*** Begin section ***

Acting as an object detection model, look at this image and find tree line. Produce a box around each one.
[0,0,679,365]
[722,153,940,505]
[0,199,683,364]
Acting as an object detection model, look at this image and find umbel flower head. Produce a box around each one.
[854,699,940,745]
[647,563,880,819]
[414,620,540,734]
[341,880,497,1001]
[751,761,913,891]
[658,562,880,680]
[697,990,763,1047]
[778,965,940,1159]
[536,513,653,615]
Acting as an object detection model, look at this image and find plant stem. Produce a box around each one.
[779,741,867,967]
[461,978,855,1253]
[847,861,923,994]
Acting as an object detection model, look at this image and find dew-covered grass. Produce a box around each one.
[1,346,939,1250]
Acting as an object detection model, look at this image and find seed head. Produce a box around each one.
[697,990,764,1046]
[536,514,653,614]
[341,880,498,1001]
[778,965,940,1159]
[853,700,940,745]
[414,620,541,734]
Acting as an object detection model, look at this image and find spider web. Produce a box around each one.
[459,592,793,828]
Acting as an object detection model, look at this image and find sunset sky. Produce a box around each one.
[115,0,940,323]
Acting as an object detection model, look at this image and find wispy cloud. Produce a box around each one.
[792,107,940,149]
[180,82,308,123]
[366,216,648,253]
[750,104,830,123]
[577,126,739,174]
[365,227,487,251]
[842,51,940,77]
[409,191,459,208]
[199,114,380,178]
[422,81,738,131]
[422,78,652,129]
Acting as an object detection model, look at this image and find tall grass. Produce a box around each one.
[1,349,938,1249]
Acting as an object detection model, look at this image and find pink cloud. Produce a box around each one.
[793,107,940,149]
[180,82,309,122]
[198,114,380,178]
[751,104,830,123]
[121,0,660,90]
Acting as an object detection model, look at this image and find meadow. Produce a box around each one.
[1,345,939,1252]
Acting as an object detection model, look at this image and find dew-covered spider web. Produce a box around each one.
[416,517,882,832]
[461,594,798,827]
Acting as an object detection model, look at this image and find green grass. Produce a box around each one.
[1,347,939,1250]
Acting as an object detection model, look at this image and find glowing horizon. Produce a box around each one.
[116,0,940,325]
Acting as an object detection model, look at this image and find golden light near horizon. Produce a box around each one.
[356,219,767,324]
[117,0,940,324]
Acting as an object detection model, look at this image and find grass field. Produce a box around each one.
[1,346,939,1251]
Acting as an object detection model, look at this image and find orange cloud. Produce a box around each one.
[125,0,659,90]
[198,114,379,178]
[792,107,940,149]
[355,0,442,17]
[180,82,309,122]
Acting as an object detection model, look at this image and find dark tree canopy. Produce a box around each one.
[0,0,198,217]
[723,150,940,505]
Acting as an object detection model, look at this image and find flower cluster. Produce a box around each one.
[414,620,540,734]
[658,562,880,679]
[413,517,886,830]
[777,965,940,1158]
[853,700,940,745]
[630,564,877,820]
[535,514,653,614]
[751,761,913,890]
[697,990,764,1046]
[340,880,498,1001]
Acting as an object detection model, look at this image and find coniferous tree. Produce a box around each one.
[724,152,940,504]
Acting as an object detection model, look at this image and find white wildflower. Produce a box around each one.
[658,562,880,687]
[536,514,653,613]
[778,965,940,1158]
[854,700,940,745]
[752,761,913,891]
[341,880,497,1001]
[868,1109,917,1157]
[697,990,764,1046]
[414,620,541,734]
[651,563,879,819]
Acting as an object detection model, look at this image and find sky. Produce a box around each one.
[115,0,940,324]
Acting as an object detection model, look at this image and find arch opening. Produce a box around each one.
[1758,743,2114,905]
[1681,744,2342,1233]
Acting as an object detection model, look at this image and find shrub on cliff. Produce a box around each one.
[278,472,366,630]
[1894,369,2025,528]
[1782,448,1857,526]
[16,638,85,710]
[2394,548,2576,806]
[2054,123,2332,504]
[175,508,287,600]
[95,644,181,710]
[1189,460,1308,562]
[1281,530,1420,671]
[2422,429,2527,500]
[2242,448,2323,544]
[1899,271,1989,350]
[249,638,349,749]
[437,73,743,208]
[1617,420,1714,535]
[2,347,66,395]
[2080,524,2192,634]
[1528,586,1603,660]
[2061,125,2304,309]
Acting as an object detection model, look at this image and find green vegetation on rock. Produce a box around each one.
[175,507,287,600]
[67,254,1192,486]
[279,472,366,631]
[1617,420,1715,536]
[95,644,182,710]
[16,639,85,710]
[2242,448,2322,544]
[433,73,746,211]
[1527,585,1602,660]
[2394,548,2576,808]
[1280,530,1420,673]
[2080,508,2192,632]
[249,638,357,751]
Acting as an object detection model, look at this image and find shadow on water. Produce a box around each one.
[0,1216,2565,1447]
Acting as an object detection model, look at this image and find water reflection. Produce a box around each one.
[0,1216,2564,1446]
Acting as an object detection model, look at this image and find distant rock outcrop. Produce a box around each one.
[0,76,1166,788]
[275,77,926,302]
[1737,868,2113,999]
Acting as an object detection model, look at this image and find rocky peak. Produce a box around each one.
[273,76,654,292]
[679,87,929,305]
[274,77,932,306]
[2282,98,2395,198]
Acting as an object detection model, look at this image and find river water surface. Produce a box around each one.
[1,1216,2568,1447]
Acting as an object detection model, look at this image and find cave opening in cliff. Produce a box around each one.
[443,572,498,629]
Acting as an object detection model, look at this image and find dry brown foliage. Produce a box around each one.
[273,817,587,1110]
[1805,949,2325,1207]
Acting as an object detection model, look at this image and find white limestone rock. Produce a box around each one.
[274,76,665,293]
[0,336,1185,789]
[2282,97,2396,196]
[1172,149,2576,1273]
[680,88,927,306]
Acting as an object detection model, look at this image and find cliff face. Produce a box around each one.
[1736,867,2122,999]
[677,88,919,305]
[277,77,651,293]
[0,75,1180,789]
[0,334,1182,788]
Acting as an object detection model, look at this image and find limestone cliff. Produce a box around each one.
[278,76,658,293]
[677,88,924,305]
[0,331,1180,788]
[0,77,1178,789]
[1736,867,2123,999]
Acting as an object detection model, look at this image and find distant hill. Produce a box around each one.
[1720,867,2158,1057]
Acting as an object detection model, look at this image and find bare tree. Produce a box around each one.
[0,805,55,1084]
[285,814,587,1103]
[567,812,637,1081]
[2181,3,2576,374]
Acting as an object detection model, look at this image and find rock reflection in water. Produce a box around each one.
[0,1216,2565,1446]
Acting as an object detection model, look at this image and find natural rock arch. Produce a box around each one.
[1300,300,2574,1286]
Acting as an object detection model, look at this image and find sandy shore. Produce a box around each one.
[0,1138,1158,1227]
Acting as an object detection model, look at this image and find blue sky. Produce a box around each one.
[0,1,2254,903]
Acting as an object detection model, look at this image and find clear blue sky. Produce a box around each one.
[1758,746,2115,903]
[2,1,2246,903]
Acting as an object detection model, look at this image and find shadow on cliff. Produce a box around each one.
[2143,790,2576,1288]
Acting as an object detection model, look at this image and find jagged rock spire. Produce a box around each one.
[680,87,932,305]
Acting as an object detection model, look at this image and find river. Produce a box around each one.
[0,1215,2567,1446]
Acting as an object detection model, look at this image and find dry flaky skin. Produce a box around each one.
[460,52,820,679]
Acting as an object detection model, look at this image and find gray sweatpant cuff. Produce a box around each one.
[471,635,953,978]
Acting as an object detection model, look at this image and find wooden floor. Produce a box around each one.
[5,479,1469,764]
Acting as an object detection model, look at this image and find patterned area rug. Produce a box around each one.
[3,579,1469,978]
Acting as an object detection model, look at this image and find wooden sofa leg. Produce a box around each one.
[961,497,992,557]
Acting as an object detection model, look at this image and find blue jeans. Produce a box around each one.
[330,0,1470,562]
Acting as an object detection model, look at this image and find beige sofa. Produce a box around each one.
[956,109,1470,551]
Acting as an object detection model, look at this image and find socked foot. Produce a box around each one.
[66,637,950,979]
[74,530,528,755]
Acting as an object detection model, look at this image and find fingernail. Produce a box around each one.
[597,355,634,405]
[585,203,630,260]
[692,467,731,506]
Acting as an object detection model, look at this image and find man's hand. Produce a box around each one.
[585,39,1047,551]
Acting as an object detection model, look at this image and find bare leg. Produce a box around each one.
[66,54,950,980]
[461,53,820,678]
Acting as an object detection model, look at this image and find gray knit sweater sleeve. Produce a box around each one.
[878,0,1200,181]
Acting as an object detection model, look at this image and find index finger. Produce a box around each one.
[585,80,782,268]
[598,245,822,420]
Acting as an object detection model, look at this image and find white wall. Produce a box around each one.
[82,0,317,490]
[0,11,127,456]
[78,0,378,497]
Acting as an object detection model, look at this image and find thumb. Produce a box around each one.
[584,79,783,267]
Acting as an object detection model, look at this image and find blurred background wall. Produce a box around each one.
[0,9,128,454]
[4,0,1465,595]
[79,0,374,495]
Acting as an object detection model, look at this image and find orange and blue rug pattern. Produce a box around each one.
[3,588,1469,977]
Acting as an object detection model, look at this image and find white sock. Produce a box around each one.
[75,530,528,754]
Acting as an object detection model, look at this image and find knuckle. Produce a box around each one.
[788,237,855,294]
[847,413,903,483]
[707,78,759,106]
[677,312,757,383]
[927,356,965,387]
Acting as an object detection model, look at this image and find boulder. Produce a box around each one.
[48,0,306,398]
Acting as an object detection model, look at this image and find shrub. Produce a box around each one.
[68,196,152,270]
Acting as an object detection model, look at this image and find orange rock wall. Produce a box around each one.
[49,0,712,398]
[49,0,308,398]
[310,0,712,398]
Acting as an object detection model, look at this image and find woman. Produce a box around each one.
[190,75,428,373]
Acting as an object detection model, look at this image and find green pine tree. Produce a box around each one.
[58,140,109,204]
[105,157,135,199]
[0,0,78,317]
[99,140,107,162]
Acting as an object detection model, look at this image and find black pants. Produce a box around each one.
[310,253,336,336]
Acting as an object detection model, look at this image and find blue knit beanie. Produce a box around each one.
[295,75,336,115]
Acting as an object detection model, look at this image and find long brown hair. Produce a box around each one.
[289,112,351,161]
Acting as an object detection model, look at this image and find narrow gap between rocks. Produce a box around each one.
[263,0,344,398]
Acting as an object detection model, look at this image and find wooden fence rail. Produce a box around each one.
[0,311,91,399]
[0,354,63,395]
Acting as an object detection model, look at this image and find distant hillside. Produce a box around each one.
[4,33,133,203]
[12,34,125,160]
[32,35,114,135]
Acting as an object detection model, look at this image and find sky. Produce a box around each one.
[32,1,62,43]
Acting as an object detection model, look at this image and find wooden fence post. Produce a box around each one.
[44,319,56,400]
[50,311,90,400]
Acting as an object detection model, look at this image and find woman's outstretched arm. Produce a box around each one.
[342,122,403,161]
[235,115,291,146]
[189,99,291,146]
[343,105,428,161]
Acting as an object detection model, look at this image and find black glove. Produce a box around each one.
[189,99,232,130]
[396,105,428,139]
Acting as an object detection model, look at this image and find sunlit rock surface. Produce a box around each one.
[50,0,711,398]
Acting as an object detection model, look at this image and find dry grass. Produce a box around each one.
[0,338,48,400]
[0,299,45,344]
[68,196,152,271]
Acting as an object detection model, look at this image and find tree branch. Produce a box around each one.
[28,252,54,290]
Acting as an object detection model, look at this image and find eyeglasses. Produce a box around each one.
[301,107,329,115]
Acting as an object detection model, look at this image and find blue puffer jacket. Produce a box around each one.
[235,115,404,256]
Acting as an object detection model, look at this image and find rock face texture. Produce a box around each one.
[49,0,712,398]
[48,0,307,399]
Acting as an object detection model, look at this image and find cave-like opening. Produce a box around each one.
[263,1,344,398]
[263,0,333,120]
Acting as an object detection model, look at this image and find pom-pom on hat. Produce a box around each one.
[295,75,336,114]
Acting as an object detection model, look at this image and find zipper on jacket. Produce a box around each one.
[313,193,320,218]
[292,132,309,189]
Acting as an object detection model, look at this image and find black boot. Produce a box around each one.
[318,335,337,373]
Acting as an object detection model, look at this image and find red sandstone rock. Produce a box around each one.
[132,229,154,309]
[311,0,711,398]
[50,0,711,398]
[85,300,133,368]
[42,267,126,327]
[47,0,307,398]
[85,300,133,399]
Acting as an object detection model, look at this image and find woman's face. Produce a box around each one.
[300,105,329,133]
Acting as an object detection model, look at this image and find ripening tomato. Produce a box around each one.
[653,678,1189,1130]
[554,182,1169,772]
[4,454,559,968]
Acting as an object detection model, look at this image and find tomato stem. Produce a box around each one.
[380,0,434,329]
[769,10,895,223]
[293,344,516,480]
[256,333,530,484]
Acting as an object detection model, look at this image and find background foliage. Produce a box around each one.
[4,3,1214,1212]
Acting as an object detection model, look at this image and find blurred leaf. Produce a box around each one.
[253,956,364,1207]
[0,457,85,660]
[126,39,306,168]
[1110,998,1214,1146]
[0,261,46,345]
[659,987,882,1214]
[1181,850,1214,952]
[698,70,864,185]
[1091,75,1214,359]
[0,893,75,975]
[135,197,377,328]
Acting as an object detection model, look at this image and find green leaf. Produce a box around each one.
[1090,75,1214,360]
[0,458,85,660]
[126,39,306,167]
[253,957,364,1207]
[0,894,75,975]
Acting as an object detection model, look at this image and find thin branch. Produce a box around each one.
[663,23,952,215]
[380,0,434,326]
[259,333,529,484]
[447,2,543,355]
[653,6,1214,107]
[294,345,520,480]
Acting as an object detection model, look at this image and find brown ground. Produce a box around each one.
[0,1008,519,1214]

*** End section ***

--- What the task requires ---
Please return the span of lines above that opens with the one containing "background foliage. Produce a box around each one." and closes with the final line, both included, exactly as written and nothing more.

--- Output of the task ---
Acting as an object detection model, look at this image and find background foliage. Produce a box around each one.
[4,3,1214,1212]
Acting as an object detection model, look at this image and find blurred leaf. Produce a box around each one.
[253,956,364,1207]
[0,457,85,660]
[126,39,306,168]
[1110,998,1214,1146]
[0,261,46,345]
[659,987,882,1214]
[1181,850,1214,952]
[698,70,864,185]
[1091,75,1214,359]
[0,893,75,975]
[135,197,377,328]
Acting as an object detection model, look at this image and find green leaf. Produce a box around each one.
[1090,75,1214,360]
[0,458,85,660]
[126,39,306,167]
[253,957,364,1207]
[0,894,75,975]
Acting as an object detection model, look at this image and find thin branch. Produce a box around each one.
[663,23,952,215]
[380,0,434,326]
[259,333,529,484]
[447,2,543,355]
[653,6,1214,107]
[294,345,520,480]
Acting as an object detection model, look at this image and find brown ground. Produce a box around each one.
[0,1008,519,1214]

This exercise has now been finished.